▶ [Work to be completed] Reproduce the passage of the text on adapting SEO to AI search below, starting at "4. Optimise for" and ending at "re-used or referenced.", with no changes.

▶ [Document section]
------------
Given these trends, the role of “SEO” is evolving. Many in the industry now talk about GEO (Generative Engine Optimisation) or AEO (Answer Engine Optimisation) – optimising not just for ranking, but for inclusion and citation in AI responses.
How SEO Must Adapt in 2025
In many cases, you may not only be competing for those top ten positions, but also to be eligible to be cited by AI (if that’s a priority for your brand). That means producing content that’s trustworthy, clearly structured and authoritative.
1. Be citation-worthy, not just rankable
Use schema, structured headings, bullet points, Q&A snippets, and explicit definitions to help AI models parse and lift your content.
2. Focus on EEAT (Experience, Expertise, Authority, Trust) more than ever.
Cover topics deeply and publish non-commodity content; content that adds new insight, examples, unique data, or perspective.
3. Emphasise context & topical authority
Generative systems prefer linking semantically related content clusters rather than isolated pages.
- Build topic hubs / content clusters, linking related subtopics back to central pillar content.
- Use internal linking and clean site structure to show relationships between your content pieces.
- Don’t just chase keywords, address nuanced user questions, follow-ups, and edge cases.
4. Optimise for multimodal & conversational formats
AI search now handles more than just plain text queries.
- Expect image, video, or mixed‐media queries. Use multimodal signals (alt text, captions, transcripts, video schema).
- Write conversational, natural language copy. Think about what someone might ask, not just search.
- Prepare for follow-up queries; structure content in flexible ways so parts can be re-used or referenced.
5. Monitor visibility beyond clicks
Metrics are shifting. You won’t just measure organic traffic, you’ll want to monitor:
- Whether your site is cited in AI answers
- Brand or entity mentions in AI responses
- Visibility in AI Overviews / AI Mode surfaces
- Engagement from users arriving via AI interfaces
6. Stay compliant & guard against overuse
Because AI content is easier to generate en masse, Google is stricter:
- Don’t produce “fluff” or replicas of existing content.
- Add real human insight, original data, case studies, or commentary.
- Use generative tools as assistants, not as “write and publish” solutions. Google’s policy discourages uncritical mass generation.
What You Should Do Today
- Consider the relationship between AI and your brand. How do you want your brand to interact with AI? (We can help with that – get in touch!)
- Experiment with AI content support, but always inject your own insights, data or unique voice.
- Track AI presence, not just traffic; start monitoring citations, brand mentions, AI search rankings.
Stay adaptive; this space is evolving rapidly. Generative AI is no longer experimental, it’s a core part of Google Search’s evolution. Keep watching Google’s announcements, adoption of AI Mode, and shifts in how AI interacts with the web.
------------
▶ [Records supplied]
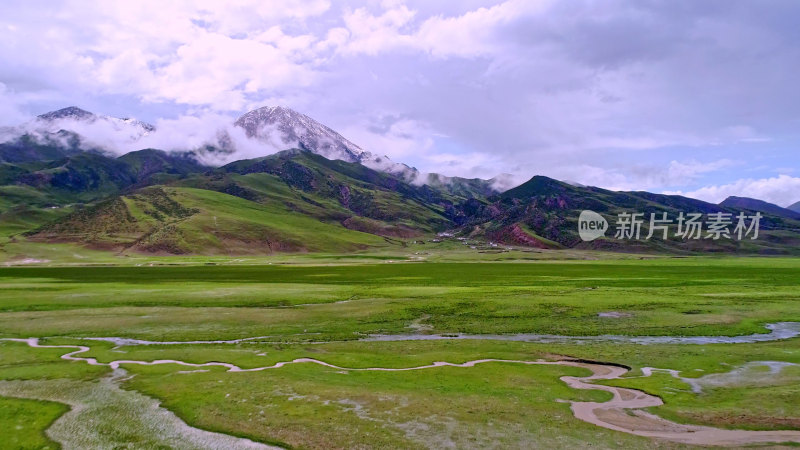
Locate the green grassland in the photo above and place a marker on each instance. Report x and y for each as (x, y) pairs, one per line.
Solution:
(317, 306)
------------
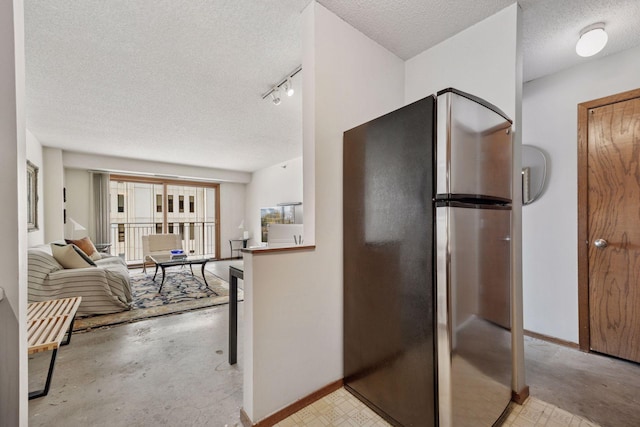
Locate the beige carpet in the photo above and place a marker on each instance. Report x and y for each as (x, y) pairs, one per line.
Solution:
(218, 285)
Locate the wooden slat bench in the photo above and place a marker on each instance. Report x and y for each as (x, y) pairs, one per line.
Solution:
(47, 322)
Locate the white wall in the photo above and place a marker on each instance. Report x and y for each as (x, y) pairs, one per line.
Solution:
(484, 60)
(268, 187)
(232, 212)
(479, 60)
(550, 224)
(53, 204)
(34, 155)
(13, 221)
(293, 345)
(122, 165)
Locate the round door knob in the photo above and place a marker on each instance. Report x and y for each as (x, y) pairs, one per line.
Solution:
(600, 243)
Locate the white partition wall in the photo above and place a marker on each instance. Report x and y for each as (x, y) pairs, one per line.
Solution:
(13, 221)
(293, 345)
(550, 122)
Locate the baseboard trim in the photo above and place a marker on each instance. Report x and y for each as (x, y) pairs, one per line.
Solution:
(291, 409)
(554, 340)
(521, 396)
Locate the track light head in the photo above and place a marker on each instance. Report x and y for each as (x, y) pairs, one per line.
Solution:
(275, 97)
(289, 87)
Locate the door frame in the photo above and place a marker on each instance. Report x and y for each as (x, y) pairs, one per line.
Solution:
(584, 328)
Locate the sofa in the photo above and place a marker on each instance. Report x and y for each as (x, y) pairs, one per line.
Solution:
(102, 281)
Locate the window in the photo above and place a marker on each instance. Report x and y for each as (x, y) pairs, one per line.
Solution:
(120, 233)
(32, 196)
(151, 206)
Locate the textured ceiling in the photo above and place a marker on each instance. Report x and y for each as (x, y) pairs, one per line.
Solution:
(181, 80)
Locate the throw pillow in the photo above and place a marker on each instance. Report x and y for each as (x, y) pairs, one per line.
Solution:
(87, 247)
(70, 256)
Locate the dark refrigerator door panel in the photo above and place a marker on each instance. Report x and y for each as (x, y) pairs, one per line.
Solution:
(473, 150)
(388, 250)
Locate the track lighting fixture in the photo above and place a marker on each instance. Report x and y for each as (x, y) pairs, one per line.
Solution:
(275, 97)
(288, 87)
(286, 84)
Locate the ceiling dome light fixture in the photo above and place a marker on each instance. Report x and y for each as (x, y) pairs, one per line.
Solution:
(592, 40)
------------
▶ [Written answer]
4. Optimise for multimodal & conversational formats
AI search now handles more than just plain text queries.
- Expect image, video, or mixed‐media queries. Use multimodal signals (alt text, captions, transcripts, video schema).
- Write conversational, natural language copy. Think about what someone might ask, not just search.
- Prepare for follow-up queries; structure content in flexible ways so parts can be re-used or referenced.